(Data records)

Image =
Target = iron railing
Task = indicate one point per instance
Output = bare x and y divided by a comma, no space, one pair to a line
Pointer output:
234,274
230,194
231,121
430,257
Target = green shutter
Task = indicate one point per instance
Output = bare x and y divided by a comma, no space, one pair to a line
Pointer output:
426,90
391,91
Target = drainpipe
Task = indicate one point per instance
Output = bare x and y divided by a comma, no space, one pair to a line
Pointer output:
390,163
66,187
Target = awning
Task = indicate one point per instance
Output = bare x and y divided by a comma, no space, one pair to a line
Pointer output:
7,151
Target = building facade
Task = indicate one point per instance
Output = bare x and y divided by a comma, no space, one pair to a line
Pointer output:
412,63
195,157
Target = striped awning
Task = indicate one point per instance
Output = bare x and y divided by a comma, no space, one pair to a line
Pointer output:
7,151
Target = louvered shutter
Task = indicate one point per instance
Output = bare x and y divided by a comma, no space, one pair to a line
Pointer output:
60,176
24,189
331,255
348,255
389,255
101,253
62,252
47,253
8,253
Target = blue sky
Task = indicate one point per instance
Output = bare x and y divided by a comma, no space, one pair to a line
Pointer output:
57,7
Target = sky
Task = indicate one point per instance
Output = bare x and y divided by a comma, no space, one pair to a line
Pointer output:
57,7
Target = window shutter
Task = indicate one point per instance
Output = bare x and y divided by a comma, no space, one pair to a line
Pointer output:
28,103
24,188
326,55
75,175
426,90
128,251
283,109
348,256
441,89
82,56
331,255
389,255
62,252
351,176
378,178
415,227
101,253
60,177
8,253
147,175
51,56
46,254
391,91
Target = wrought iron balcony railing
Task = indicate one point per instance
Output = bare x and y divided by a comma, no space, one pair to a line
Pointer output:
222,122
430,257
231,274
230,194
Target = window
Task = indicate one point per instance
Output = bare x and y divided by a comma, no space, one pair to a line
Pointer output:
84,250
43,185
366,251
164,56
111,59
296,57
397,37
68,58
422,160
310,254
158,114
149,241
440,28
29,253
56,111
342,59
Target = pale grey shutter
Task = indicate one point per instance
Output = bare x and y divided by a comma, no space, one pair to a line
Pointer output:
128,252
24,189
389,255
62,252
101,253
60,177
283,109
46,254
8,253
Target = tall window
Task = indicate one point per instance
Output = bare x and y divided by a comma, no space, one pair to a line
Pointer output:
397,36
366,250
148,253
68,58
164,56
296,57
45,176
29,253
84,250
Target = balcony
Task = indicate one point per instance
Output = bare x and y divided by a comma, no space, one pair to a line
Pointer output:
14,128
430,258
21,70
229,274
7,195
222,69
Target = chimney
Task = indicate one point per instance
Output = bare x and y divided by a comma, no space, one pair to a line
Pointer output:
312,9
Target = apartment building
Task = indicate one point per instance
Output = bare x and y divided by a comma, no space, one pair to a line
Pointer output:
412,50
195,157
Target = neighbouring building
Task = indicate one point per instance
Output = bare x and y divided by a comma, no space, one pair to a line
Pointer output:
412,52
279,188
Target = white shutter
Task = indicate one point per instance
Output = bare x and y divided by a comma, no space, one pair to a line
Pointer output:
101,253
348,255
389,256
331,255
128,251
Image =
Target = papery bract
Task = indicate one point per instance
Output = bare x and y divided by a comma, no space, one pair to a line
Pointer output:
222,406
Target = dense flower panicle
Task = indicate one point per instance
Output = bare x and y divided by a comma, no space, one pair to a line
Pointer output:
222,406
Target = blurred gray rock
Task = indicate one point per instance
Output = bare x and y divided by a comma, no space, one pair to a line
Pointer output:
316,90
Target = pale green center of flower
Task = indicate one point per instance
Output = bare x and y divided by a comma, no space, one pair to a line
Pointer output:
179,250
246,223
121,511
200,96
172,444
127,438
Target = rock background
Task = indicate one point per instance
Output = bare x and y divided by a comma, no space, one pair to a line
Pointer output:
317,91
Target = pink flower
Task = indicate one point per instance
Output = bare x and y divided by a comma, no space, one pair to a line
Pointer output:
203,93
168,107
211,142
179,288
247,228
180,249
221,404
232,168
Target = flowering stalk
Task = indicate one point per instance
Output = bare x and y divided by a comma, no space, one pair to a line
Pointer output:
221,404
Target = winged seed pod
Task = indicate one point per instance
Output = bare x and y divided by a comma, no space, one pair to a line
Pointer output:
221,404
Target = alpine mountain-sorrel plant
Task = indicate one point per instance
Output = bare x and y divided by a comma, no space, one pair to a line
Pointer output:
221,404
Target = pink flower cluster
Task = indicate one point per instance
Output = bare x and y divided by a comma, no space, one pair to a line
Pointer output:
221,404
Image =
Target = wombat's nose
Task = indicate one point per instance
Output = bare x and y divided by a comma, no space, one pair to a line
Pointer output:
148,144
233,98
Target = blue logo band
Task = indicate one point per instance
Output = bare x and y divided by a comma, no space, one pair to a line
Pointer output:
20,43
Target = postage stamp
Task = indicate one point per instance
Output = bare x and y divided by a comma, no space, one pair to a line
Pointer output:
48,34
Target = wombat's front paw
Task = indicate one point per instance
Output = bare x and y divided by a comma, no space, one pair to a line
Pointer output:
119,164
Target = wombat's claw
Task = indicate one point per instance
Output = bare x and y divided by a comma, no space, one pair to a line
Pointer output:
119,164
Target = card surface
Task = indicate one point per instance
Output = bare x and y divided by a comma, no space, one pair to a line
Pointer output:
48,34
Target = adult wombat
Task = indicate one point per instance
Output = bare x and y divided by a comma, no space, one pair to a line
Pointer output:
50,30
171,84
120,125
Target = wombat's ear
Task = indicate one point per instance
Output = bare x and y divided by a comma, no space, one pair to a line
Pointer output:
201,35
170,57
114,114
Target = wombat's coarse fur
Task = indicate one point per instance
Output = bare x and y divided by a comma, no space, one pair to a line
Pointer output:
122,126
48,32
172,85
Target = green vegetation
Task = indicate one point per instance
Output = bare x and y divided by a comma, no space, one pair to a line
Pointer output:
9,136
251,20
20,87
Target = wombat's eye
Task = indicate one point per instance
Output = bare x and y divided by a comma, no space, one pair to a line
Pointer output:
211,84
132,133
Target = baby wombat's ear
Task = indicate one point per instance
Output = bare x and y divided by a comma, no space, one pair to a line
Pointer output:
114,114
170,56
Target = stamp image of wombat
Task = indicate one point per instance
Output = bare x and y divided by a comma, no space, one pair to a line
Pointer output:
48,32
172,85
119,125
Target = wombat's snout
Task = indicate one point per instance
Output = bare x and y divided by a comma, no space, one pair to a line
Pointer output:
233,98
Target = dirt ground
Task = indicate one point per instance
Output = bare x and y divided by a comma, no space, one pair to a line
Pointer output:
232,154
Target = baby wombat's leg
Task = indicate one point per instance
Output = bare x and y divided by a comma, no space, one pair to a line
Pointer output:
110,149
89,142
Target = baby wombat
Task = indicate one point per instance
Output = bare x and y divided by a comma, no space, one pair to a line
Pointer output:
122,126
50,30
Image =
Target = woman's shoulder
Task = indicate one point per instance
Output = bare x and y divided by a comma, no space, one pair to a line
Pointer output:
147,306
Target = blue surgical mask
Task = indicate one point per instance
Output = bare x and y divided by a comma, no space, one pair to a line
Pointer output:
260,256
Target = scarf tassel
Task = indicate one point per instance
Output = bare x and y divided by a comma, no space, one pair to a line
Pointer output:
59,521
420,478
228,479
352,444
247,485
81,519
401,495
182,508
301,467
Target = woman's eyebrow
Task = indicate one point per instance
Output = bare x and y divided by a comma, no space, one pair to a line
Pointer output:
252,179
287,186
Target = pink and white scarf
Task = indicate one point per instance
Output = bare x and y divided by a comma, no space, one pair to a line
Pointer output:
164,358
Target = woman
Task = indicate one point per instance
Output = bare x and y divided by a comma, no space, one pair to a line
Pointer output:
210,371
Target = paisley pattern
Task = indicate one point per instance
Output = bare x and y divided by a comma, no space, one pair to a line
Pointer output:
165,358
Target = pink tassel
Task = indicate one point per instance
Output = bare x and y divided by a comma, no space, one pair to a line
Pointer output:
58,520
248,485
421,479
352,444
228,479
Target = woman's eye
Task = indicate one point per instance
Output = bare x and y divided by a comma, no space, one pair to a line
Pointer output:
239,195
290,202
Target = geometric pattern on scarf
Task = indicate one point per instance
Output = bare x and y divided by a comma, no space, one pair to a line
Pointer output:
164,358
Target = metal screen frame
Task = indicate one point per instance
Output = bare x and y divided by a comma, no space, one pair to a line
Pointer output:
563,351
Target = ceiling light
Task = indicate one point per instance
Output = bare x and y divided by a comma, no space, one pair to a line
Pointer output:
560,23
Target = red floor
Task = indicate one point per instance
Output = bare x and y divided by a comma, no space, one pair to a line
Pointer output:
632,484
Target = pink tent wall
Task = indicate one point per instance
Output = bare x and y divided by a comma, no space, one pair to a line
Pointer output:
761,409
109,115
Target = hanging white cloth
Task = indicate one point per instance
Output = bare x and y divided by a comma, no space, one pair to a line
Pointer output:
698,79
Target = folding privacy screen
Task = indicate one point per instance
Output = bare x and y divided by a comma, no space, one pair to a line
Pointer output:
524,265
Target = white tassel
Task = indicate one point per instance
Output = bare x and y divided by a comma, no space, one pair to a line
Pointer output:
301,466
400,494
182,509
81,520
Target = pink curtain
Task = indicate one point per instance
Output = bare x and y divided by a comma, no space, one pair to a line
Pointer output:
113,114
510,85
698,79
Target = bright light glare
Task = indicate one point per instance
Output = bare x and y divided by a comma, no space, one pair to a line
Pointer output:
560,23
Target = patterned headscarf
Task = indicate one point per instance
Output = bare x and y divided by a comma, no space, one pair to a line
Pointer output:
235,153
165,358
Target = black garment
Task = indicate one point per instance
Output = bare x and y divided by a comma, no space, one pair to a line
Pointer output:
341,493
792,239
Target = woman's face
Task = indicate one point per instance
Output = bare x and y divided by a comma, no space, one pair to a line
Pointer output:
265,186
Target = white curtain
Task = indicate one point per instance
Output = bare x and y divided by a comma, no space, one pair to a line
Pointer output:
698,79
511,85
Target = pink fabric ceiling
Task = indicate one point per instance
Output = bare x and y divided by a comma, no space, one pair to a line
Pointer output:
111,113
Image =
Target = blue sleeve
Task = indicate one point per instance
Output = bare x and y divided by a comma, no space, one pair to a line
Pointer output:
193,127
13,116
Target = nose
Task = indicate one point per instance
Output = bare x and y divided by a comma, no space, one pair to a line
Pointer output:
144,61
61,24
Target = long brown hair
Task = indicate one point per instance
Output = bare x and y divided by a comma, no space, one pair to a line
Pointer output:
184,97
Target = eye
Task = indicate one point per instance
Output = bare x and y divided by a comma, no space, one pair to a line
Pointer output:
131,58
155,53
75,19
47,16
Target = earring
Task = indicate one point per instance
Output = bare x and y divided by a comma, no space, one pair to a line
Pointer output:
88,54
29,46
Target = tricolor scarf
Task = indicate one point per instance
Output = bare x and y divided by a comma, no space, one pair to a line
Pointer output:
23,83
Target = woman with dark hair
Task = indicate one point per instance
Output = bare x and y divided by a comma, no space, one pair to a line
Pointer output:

- How to complete this task: Extract all lines of the records above that include "green".

- Exercise output:
Target = green shutter
Target = pale green center of flower
Target = green vegetation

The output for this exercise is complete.